Record extracts ::
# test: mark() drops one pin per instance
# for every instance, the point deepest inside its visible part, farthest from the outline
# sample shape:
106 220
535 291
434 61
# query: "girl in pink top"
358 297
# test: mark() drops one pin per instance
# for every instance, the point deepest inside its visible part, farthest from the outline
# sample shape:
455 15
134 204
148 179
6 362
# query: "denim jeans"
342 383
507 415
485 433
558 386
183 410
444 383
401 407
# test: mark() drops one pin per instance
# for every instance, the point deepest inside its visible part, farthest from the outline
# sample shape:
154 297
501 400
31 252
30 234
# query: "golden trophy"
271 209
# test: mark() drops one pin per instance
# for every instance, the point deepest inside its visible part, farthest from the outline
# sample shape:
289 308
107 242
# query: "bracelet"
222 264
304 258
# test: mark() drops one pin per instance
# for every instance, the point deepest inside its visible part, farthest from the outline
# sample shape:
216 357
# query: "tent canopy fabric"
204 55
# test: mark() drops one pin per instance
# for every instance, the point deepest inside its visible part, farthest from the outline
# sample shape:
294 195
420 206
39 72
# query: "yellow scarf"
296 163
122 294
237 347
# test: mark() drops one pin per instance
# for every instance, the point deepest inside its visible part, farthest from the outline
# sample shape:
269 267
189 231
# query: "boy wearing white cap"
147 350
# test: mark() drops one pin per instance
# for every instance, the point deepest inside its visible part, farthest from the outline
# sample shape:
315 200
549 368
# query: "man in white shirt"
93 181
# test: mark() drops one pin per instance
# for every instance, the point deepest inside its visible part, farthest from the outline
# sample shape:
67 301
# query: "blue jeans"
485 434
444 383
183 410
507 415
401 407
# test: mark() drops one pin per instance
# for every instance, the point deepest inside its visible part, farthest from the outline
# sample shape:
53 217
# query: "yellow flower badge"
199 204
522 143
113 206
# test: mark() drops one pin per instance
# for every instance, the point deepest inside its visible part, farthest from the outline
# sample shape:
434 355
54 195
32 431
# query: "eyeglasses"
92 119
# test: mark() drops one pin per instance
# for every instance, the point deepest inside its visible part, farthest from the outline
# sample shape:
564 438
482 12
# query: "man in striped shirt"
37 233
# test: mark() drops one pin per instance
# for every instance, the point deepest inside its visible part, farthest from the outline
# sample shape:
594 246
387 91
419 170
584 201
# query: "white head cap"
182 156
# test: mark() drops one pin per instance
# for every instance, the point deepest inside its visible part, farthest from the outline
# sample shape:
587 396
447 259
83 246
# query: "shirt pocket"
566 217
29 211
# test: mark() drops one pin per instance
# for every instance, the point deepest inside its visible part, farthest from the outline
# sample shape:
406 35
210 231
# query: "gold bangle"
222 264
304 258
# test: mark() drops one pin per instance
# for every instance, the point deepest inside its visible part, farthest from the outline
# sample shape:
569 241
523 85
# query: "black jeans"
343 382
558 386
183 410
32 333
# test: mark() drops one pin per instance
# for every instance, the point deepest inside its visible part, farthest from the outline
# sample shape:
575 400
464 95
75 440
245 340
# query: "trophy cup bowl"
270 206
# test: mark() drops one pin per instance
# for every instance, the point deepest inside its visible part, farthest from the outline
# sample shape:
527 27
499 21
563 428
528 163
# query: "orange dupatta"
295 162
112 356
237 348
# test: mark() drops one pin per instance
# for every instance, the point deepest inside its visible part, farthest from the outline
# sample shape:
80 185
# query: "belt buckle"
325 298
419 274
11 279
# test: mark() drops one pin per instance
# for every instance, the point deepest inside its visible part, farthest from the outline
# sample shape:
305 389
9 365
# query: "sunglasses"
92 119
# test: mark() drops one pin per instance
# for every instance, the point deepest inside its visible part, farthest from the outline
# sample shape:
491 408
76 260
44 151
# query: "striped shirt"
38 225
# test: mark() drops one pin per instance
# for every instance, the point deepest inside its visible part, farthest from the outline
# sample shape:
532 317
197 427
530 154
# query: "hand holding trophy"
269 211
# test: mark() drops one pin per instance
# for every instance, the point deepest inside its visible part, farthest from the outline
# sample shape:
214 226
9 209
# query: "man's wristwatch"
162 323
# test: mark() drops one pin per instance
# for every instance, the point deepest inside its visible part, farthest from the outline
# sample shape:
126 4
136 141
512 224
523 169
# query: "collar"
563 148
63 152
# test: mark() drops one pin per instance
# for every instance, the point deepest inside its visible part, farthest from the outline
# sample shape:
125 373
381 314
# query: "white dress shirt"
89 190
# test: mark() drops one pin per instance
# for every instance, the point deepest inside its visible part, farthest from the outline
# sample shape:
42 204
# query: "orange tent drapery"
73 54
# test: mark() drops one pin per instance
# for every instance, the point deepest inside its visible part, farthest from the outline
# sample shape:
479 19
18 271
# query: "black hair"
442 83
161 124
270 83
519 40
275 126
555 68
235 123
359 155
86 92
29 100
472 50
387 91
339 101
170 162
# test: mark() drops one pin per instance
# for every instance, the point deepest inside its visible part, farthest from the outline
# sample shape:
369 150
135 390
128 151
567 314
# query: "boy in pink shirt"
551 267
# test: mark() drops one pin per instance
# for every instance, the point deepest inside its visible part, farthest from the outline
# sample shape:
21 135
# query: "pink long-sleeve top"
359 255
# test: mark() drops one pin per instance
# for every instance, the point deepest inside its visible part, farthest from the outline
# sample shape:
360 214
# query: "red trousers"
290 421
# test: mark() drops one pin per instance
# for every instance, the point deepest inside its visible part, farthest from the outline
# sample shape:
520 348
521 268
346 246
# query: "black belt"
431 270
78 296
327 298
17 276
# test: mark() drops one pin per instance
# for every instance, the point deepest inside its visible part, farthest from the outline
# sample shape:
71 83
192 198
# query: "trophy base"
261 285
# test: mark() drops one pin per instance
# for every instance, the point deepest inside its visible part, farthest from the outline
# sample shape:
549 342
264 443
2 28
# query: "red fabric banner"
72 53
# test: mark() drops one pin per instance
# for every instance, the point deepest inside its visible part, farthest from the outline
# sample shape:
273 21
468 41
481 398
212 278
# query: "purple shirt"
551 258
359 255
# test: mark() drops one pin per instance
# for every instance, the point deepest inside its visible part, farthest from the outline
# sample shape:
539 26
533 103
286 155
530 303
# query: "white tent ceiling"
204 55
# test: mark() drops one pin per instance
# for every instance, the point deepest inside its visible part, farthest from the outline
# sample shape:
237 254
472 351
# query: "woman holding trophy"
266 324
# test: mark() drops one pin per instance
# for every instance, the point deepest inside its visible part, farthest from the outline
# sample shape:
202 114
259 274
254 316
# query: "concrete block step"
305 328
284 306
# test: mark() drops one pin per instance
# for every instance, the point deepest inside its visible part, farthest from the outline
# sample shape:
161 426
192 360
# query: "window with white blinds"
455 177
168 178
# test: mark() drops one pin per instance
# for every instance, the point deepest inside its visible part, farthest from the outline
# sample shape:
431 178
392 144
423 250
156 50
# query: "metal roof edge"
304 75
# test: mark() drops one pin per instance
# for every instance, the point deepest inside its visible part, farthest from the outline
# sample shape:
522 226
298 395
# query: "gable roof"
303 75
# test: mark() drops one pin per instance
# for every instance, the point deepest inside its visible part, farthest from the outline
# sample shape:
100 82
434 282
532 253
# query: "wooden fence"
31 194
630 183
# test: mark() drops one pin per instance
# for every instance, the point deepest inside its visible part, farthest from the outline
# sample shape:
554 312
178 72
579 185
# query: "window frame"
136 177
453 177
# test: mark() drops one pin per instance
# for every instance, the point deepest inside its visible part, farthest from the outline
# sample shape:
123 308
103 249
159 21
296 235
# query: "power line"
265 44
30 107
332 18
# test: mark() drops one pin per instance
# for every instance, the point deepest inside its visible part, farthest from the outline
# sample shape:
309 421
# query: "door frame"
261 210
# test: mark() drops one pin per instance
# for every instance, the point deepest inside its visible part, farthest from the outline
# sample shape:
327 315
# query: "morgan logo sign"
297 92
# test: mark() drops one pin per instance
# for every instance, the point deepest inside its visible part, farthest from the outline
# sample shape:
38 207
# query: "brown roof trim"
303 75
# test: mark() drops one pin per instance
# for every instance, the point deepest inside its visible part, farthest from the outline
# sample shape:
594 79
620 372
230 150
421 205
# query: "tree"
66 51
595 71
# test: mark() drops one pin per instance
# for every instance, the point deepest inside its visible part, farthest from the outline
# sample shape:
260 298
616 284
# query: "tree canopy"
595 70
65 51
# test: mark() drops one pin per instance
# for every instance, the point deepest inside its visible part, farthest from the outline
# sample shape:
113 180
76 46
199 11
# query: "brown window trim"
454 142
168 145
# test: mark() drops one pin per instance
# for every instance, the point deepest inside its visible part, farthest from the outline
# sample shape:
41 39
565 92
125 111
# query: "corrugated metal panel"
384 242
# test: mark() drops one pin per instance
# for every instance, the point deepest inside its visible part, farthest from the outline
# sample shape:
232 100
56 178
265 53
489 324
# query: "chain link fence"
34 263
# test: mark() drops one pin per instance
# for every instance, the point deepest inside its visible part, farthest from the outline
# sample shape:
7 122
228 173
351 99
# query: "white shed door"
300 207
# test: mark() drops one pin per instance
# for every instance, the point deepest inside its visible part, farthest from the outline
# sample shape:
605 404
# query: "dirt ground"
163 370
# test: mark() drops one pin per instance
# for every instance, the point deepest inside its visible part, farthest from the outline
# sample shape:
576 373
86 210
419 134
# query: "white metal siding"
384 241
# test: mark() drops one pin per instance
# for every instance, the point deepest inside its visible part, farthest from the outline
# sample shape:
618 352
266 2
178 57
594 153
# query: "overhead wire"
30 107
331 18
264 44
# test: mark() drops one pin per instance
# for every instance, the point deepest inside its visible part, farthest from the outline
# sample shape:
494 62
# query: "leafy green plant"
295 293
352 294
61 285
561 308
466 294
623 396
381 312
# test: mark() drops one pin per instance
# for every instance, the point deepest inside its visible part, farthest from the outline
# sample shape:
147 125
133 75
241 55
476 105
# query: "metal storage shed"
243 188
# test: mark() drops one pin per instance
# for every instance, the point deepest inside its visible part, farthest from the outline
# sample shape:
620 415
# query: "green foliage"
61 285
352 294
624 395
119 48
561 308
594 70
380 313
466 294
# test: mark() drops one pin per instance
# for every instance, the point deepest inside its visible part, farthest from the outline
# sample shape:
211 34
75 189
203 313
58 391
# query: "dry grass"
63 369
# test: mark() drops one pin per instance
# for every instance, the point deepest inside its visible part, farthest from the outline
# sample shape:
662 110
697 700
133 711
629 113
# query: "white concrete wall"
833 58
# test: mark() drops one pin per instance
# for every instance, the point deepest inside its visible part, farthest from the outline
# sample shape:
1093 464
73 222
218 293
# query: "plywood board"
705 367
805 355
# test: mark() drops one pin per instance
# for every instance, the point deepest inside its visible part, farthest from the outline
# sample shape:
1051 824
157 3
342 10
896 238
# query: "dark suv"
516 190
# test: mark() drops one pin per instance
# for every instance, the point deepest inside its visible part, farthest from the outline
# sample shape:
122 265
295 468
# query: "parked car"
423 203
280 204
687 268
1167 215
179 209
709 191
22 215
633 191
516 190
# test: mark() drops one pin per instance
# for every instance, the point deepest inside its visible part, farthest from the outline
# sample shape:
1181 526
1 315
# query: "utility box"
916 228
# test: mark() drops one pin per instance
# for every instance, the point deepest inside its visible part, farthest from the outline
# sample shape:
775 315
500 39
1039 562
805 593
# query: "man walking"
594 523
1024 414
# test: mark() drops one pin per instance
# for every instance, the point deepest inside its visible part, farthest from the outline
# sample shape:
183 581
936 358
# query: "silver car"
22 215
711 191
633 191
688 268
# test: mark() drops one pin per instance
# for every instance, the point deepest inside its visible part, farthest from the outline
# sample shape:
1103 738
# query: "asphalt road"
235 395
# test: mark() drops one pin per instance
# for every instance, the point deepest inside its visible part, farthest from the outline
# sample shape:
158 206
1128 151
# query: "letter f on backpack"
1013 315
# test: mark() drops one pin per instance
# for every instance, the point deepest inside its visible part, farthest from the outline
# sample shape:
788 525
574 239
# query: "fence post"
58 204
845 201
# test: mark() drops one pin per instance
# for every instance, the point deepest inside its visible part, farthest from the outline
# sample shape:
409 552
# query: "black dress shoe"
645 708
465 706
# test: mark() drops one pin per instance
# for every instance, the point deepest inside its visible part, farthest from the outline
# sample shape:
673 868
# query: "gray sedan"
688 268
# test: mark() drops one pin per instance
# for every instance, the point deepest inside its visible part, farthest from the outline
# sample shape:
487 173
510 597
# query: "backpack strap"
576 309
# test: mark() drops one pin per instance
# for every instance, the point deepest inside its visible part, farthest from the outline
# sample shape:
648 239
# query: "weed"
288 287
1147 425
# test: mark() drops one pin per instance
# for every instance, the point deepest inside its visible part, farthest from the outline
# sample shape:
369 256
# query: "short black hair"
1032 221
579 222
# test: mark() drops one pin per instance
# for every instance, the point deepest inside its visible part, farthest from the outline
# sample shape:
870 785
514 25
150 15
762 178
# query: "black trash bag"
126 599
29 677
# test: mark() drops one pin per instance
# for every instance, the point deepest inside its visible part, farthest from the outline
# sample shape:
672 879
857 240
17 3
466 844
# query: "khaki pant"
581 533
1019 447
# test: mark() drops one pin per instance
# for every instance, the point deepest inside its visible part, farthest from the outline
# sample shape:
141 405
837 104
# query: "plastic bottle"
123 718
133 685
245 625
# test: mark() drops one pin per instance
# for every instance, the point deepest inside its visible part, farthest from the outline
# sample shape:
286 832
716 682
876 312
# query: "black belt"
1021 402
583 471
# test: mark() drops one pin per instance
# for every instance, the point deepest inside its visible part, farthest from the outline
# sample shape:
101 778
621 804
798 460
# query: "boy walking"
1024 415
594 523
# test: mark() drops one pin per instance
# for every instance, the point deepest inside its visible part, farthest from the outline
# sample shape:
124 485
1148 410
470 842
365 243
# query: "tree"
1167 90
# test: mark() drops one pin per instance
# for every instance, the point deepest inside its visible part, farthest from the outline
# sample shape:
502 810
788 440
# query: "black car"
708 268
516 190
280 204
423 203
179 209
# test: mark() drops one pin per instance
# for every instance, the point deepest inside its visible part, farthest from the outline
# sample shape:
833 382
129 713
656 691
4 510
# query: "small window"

Task to carry out ::
From the records above, pick out every line in which the word "trophy" appears.

Result of the task ::
# query: "golden trophy"
# query: "trophy cup bowl"
# query: "hand holding trophy"
# query: "trophy base"
# query: "woman holding trophy"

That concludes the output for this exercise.